_Passage_:
+-------+

As crude continues to fall worries over high yield debt are not working their way into Russia.  Overnight the Russian Central Bank raised rates to stem the flow away from the Russian markets.  Futures were all over the place prior to the market open, but as the opened near futures moved lower.  Disappointing housing starts and building permits were not helpful.  Neither was news the Markit US Manufacturing PMI was lower than expected.  Mid-day the market did appear to reverse course as crude oil rebounded, but the efforts were futile as just before noon time sellers retook control and sent the market lower.  Volume was up across the board as the market suffered another heavy distribution day while this market is in correction mode.  Damage is wide and vast.  We are pleased to have exercised caution as we remain in a danger zone for long exposure.

+-------+

_What you should do_: Can you reproduce the market commentary word for word, in full? The data has no connection to the market commentary.

+-------+

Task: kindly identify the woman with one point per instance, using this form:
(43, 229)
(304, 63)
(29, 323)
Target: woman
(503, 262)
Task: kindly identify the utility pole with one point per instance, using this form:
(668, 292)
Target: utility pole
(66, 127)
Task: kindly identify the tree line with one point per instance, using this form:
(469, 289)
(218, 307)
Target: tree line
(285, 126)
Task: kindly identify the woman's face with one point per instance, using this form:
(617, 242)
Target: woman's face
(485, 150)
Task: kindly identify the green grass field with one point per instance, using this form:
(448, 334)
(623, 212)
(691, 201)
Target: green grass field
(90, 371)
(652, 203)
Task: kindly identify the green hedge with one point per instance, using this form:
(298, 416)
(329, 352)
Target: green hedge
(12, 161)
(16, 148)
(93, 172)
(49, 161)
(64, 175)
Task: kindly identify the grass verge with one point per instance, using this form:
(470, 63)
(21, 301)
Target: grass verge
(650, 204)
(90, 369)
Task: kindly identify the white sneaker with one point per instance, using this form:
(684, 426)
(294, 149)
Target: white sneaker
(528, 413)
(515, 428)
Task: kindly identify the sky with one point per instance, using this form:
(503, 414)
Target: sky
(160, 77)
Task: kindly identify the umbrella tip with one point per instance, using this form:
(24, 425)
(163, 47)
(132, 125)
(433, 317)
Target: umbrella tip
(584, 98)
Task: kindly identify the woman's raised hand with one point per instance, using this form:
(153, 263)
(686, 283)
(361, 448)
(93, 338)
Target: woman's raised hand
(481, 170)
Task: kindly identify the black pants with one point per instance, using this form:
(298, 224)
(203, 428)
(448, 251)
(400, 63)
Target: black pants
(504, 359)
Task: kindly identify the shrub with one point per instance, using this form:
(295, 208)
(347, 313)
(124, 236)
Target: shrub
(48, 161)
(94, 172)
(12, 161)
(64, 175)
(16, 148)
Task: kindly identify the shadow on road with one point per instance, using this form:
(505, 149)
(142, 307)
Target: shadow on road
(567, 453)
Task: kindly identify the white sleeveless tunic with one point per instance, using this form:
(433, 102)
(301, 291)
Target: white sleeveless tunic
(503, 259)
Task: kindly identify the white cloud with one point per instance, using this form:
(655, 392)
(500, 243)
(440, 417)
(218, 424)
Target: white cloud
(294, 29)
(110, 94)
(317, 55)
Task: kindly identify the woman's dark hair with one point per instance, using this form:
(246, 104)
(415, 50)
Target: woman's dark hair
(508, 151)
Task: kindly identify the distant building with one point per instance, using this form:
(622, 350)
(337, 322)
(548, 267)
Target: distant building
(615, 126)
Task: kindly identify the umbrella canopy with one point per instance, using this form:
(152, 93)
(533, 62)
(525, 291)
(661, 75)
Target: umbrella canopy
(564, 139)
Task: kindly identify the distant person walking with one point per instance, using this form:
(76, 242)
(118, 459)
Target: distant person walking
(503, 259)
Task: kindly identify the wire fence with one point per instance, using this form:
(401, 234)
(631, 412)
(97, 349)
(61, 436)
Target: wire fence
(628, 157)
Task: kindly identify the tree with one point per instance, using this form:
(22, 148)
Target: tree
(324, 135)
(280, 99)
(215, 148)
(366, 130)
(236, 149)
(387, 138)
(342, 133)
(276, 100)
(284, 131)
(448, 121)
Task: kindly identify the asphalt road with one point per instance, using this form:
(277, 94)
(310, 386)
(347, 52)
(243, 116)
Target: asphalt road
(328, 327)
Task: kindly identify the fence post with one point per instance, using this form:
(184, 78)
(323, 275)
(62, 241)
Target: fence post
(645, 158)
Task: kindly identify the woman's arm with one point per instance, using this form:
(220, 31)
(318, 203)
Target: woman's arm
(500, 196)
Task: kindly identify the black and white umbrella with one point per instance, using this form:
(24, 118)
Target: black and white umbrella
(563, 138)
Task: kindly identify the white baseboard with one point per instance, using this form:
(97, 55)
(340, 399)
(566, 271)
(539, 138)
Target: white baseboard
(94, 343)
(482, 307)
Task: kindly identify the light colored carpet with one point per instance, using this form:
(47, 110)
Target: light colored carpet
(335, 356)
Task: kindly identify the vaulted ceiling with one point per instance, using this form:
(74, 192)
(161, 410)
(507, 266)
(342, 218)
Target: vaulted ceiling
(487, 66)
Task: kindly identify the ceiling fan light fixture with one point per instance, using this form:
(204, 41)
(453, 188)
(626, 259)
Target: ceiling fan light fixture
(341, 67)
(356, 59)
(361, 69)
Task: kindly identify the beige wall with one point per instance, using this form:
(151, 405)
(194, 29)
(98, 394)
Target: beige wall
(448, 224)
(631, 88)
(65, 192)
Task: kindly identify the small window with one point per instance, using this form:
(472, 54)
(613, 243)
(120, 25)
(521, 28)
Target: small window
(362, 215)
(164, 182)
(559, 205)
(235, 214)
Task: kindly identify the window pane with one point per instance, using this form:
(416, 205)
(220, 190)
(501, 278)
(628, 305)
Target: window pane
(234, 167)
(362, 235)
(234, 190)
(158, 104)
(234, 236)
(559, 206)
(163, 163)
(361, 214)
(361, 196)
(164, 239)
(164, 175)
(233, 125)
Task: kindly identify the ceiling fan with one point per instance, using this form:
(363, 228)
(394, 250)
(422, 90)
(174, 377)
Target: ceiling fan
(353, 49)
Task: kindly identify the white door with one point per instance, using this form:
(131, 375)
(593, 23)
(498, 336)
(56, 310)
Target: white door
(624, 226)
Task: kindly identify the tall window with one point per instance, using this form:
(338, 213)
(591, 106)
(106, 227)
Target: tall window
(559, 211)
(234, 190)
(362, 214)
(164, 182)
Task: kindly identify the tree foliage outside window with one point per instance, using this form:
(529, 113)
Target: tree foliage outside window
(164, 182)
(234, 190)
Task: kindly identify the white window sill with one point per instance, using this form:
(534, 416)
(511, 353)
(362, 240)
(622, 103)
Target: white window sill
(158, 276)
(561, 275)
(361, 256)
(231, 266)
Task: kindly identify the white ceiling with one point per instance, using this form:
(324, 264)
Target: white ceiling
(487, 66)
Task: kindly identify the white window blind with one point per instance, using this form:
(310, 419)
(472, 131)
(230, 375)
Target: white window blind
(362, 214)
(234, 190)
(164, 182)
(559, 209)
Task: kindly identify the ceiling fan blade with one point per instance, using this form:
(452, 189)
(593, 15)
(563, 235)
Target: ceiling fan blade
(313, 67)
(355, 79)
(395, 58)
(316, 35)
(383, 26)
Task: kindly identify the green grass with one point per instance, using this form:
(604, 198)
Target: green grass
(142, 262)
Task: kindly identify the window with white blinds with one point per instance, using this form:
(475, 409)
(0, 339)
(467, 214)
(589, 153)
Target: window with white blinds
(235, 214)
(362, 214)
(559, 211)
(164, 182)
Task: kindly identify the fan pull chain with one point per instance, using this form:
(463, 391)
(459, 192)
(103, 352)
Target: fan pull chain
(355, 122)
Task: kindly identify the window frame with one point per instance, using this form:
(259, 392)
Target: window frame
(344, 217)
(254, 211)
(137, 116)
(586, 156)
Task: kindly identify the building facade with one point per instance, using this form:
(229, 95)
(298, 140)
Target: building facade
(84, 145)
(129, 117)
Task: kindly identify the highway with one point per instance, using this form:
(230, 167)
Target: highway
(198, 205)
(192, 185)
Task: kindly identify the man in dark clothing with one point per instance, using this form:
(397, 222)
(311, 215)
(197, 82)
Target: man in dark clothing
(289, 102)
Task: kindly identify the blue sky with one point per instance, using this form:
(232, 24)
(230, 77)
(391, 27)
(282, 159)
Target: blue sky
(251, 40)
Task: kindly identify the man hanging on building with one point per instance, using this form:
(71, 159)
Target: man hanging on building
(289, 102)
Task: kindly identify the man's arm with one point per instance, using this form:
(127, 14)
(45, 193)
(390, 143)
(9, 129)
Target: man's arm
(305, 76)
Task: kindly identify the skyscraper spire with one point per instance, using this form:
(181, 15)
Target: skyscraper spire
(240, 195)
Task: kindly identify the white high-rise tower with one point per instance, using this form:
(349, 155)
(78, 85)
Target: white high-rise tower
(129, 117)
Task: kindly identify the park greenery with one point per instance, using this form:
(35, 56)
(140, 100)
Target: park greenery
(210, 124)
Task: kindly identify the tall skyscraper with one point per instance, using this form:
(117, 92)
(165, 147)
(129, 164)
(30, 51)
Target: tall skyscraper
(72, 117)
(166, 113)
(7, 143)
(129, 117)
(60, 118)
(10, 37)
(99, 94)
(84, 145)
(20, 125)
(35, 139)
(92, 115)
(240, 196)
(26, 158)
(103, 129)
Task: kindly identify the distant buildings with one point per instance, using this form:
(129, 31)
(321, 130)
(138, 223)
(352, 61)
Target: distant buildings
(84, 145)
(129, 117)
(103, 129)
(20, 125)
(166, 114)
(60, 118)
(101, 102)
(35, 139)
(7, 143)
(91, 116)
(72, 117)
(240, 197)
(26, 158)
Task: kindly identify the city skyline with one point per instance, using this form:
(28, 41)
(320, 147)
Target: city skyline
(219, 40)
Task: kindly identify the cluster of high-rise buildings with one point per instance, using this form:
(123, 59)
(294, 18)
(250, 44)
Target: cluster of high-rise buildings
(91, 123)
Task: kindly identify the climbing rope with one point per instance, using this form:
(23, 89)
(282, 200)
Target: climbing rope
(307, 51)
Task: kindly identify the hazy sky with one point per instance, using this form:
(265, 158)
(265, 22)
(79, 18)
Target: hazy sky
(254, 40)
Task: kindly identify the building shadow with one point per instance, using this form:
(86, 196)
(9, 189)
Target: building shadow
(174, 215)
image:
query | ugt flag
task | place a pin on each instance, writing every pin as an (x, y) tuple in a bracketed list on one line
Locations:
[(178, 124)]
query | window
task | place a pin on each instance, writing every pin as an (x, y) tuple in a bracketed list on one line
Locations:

+-------+

_Task answer_:
As crude continues to fall worries over high yield debt are not working their way into Russia.  Overnight the Russian Central Bank raised rates to stem the flow away from the Russian markets.  Futures were all over the place prior to the market open, but as the opened near futures moved lower.  Disappointing housing starts and building permits were not helpful.  Neither was news the Markit US Manufacturing PMI was lower than expected.  Mid-day the market did appear to reverse course as crude oil rebounded, but the efforts were futile as just before noon time sellers retook control and sent the market lower.  Volume was up across the board as the market suffered another heavy distribution day while this market is in correction mode.  Damage is wide and vast.  We are pleased to have exercised caution as we remain in a danger zone for long exposure.